__WHAT TO WORK ON__. Reproduce the records exactly.

══════════════════════════════

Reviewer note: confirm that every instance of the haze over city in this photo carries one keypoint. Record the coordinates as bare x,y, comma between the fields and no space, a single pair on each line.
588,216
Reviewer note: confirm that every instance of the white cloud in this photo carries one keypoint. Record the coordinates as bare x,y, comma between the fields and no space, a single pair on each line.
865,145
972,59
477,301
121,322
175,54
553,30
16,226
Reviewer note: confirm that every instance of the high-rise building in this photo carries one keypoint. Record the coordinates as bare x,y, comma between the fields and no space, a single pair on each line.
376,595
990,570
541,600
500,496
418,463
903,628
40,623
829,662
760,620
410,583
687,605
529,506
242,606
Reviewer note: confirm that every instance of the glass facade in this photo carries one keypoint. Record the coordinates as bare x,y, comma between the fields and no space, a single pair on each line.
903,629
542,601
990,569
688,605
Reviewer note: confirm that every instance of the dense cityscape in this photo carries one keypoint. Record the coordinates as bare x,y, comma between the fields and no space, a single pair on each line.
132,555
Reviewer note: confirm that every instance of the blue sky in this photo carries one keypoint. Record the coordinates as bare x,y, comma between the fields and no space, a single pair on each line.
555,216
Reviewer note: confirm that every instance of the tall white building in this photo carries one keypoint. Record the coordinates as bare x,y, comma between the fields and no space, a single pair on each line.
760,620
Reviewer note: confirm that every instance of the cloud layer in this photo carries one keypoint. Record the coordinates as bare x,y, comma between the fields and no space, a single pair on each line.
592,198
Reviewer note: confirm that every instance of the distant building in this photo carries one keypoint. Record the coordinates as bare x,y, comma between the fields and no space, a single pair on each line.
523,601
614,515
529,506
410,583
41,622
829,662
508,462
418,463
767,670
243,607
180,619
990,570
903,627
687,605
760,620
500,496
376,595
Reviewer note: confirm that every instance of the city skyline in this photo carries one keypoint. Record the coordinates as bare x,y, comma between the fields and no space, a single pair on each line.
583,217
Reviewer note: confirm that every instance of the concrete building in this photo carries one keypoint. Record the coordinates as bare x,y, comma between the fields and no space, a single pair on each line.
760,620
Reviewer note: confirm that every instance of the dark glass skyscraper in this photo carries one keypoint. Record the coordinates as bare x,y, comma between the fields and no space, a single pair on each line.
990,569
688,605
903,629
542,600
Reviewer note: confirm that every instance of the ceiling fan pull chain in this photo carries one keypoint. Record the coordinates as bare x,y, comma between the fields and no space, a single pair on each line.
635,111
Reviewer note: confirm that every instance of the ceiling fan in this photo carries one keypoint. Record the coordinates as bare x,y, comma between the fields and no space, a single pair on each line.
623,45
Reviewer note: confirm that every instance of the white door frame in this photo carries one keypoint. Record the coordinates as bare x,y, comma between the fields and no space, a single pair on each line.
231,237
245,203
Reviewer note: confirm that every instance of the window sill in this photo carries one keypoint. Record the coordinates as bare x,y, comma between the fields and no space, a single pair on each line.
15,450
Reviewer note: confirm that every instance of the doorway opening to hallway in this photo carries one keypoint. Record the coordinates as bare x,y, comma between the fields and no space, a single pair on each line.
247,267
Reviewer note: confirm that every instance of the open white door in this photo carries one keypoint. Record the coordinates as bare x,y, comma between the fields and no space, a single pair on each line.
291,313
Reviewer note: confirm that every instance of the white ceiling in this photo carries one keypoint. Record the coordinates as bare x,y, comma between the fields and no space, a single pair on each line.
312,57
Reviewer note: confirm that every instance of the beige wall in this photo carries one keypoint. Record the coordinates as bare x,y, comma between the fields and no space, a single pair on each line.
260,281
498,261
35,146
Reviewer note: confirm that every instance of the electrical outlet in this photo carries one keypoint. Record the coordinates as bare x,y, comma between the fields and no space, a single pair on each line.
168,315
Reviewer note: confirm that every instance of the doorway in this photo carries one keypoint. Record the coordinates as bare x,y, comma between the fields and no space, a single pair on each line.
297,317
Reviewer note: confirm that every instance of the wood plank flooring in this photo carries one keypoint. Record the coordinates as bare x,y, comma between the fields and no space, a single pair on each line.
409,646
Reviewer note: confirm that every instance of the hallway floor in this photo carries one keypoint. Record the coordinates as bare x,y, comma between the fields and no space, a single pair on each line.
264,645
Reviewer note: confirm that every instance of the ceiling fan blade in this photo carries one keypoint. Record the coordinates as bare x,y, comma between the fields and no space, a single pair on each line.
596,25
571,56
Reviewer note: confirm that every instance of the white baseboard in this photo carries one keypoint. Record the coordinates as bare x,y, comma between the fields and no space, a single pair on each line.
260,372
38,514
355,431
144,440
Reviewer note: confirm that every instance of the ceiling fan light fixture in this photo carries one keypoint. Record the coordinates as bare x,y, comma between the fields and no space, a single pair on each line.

══════════════════════════════

__ANSWER TO THIS PROBLEM__.
Reviewer note: confirm that every instance of the haze over city in this photo carries one keypoint. Record the coordinates as bare x,y, comma between the fields and no space, a single pair on each line.
588,216
Reviewer note: confirm that every instance of the white cloud in this photo carries one keypoint. Record the coordinates as bare x,y, comma between the fields and no space, a single pair on each line.
865,145
972,59
477,301
121,322
175,54
553,30
16,226
Reviewer note: confirm that every instance of the high-rise building in this photo carries one keypoint. Record the coordinates as bare x,y, comma between the fields and no space, a single pair on each line.
376,595
990,570
541,600
500,496
418,463
903,628
40,623
829,662
760,620
410,583
687,605
529,506
242,606
Reviewer note: confirm that every instance of the glass facade in this photo carries one keypoint. Record the coordinates as bare x,y, comma between the fields and no space, a single pair on each line.
903,629
542,601
990,569
688,605
Reviewer note: confirm that every instance of the dense cityscape in this photo carries one keypoint. Record the coordinates as bare x,y, comma between the fields and no space, a single pair on each line.
132,555
Reviewer note: confirm that every instance of the blue sky in this photo carries one keypoint. Record the coordinates as bare x,y, comma between the fields and no space, a single pair on each line.
555,216
Reviewer note: confirm that every instance of the tall white building in this photo carries one keypoint. Record the coordinates as bare x,y, comma between the fields and no space, a single pair on each line.
760,620
Reviewer note: confirm that every instance of the cloud layer in this photo carries one keypoint. Record the coordinates as bare x,y, comma between the fields and no space, a single pair on each line.
592,198
Reviewer note: confirm that every instance of the distant building in this photo carries one keypoint. Record the coordinates as bare x,y, comma between the fields and no space, a single pair on each line.
523,601
614,515
529,506
410,583
41,622
829,662
508,462
418,463
767,670
243,607
180,619
990,570
903,627
687,605
760,620
500,496
376,595
Reviewer note: confirm that every instance of the city skyline in this photo carries one keypoint. Record the coordinates as bare x,y, comma between the fields and no space, a single pair on each line.
583,217
Reviewer note: confirm that every instance of the concrete building in this photo carries one keypoint. Record the coordinates as bare x,y, comma between the fields and no space, a single pair on each line.
760,620
Reviewer note: confirm that every instance of the dark glass skyscraper in this photo carries one keypoint. Record the coordinates as bare x,y, comma between the fields and no space, a single pair on each line.
990,569
688,605
903,629
542,600
Reviewer note: confirm that every instance of the ceiling fan pull chain in this photo carries one keypoint. Record the coordinates as bare x,y, comma between the fields and no space, a single pair on each line.
635,111
Reviewer note: confirm that every instance of the ceiling fan in this photo carries one keypoint. Record the coordinates as bare x,y, comma between the fields and no space, a single pair on each line.
623,45
Reviewer note: confirm that every instance of the white door frame in this photo carries one keypoint. Record the coordinates as bare x,y, comma between the fields and no space, a single pair on each line.
231,237
245,203
Reviewer note: confirm that every instance of the window sill in this photo carries one keypoint. Record the coordinates as bare x,y, comma between the fields and no space, a single pair on each line.
15,450
Reviewer note: confirm that every instance of the doorway opening to hallway in this photo carries one keypoint. Record the coordinates as bare x,y, comma between the fields and no space, a single pair on each line.
247,267
Reviewer note: confirm that every instance of the open white door in this photo carries one keypoint. Record the coordinates as bare x,y, comma between the fields and no space, a single pair on each line.
291,313
Reviewer note: confirm that every instance of the white ceiling in this photo carries one keypoint. Record the coordinates as bare x,y, comma between the fields and no space, a single pair on each line.
312,57
Reviewer note: confirm that every instance of the beige wall in this photo carries one keypoint. Record the coordinates as bare x,y, comma between the fields and no space, a single pair on each line.
260,281
498,261
35,146
Reviewer note: confirm that every instance of the electrical outlet in this photo carries one keypoint. Record the coordinates as bare x,y, comma between the fields and no space, a single pair on each line.
168,315
Reviewer note: confirm that every instance of the doorway in this photo carries one keypoint. Record the coordinates as bare x,y, comma between the fields and no space, a single pair on each line.
297,317
Reviewer note: confirm that every instance of the wood plank flooring in this photo carries one keypoint. Record the coordinates as bare x,y, comma between the fields and no space, a single pair on each line.
409,646
Reviewer note: confirm that every instance of the hallway floor in this photo carries one keypoint. Record the coordinates as bare x,y, comma between the fields and no space, a single pair on each line.
264,645
Reviewer note: confirm that every instance of the ceiling fan blade in this photo carries one keypoint. Record the coordinates as bare x,y, comma between the fields and no space, a single pair on each line.
596,25
571,56
Reviewer note: confirm that every instance of the white baseboard in this photo carries one keypoint. Record the coordinates as bare x,y, comma between the fields and no space, a single pair on each line.
260,372
38,514
355,431
144,440
Reviewer note: confirm that every instance of the ceiling fan light fixture in this photo carries one keypoint. Record the coordinates as bare x,y, comma between the fields and no space, a single pair on each line.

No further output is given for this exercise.